- EJERCICIOS
a - Transcribe tal cual, en el texto sobre el origen del apellido Darío, el tramo que va desde "El matrimonio de" hasta "y hoy Metapa.", ambos incluidos.
b - Prosigue el texto sobre el origen del apellido Darío a partir de la última oración que aparece en él.

- PASAJE PROPORCIONADO
-------------------------

En la catedral de León, de Nicaragua, en la América Central, se encuentra la fe de bautismo de Félix Rubén, hijo legítimo de Manuel García y Rosa Sarmiento. En realidad, mi nombre debía ser Félix Rubén García Sarmiento. ¿Cómo llegó a usarse en mi familia el apellido Darío? Según lo que algunos ancianos de aquella ciudad de mi infancia me han referido, mi tatarabuelo tenía por nombre Darío. En la pequeña población conocíale todo el mundo por don Darío; a sus hijos e hijas por los Daríos, las Daríos. Fue así desapareciendo el primer apellido, a punto de que mi bisabuela paterna firmaba ya Rita Darío; y ello convertido en patronímico llegó a adquirir valor legal, pues mi padre, que era comerciante, realizó todos sus negocios ya con el nombre de Manuel Darío; y en la catedral a que me he referido, en los cuadros donados por mi tía doña Rita Darío de Alvarado, se ve escrito su nombre de tal manera.
El matrimonio de Manuel García —diré mejor de Manuel Darío— y Rosa Sarmiento, fue un matrimonio de conveniencia, hecho por la familia. Así no es de extrañar que a los ocho meses más o menos de esa unión forzada y sin efecto, viniese la separación. Un mes después nacía yo en un pueblecito, o más bien aldea, de la provincia, o como allá se dice, departamento, de la Nueva Segovia, llamado antaño Chocoyos y hoy Metapa.

-------------------------

- INFORMACIÓN PROPORCIONADA
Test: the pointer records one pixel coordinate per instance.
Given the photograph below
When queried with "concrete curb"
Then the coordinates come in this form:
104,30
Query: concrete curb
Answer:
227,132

-------------------------

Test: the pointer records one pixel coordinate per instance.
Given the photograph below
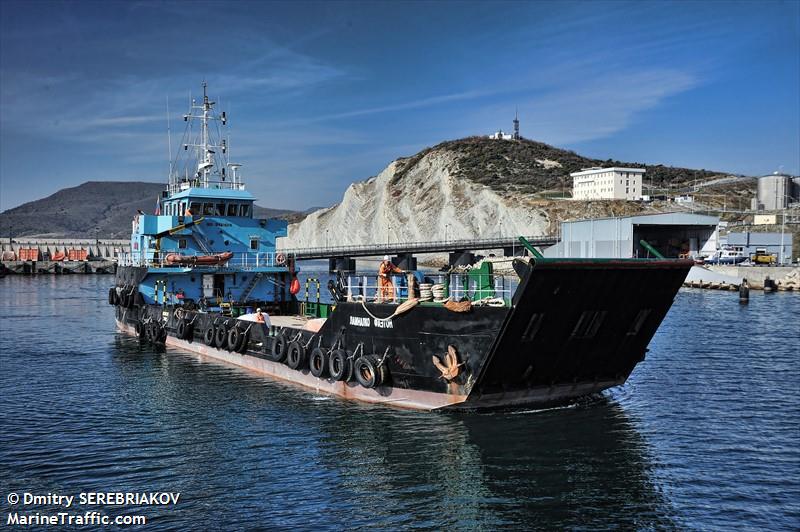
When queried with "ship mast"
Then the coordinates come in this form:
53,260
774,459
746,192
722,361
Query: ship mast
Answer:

-------------------------

- RESULTADOS DEL EJERCICIO
a -
El matrimonio de Manuel García —diré mejor de Manuel Darío— y Rosa Sarmiento, fue un matrimonio de conveniencia, hecho por la familia. Así no es de extrañar que a los ocho meses más o menos de esa unión forzada y sin efecto, viniese la separación. Un mes después nacía yo en un pueblecito, o más bien aldea, de la provincia, o como allá se dice, departamento, de la Nueva Segovia, llamado antaño Chocoyos y hoy Metapa.

b -
II
Mi primer recuerdo —debo haber sido a la sazón muy niño, pues se me cargaba a horcajadas, en los cadriles, como se usa por aquellas tierras— es el de un país montañoso: un villorrio llamado San Marcos de Colón, en tierras de Honduras, por la frontera nicaragüense; una señora delgada, de vivos y brillantes ojos negros —¿negros?... no lo puedo afirmar seguramente..., mas así lo veo ahora en mi vago y como ensoñado recuerdo— blanca, de tupidos cabellos oscuros, alerta, risueña, bella. Esa era mi madre. La acompañaba una criada india, y le enviaba de su quinta legumbres y frutas, un viejo compadre gordo, que era nombrado «el compadre Guillén». La casa era primitiva, pobre, sin ladrillos, en pleno campo. Un día yo me perdí. Se me buscó por todas partes; hasta el compadre Guillén montó en su mula. Se me encontró, por fin, lejos de la casa, tras unos matorrales, debajo de las ubres de una vaca, entre mucho ganado que mascaba el jugo del yogol, fruto mucilaginoso y pegajoso que da una palmera y del cual se saca aceite en molinos de piedra como los de España. Dan a las vacas el fruto, cuyo hueso dejan limpio y seco, y así producen leche que se distingue por su exquisito sabor. Se me sacó de mi bucólico refugio, se me dio unas cuantas nalgadas y aquí mi recuerdo de esa edad desaparece, como una vista de cinematógrafo.
Mi segundo recuerdo de edad verdaderamente infantil es el de unos fuegos artificiales, en la plaza de la iglesia del Calvario, en León. Me cargaba en sus brazos una fiel y excelente mulata, la Serapia. Yo estaba ya en poder de mi tía abuela materna, doña Bernarda Sarmiento de Ramírez, cuyo marido había ido a buscarme a Honduras. Era él un militar bravo y patriota, de los unionistas de Centroamérica, con el famoso caudillo general Máximo Jerez, y de quien habla en sus Memorias el filibustero yanqui William Walker. Le recuerdo: hombre alto, buen jinete, algo moreno, de barbas muy negras. Le llamaban «el bocón», seguramente por su gran boca. Por él aprendí pocos años más tarde a andar a caballo, conocí el hielo, los cuentos pintados para niños, las manzanas de California y el champaña de Francia. Dios le haya dado un buen sitio en alguno de sus paraísos. Yo me criaba como hijo del coronel Ramírez y de su esposa doña Bernarda. Cuando tuve uso de razón, no sabía otra cosa. La imagen de mi madre se había borrado por completo de mi memoria. En mis libros de primeras letras, alguno de los cuales he podido encontrar en mi último viaje a Nicaragua, se leía la conocida inscripción:
Si este libro se perdiese,
Como suele suceder,
Suplico al que me lo hallase
Me lo sepa devolver.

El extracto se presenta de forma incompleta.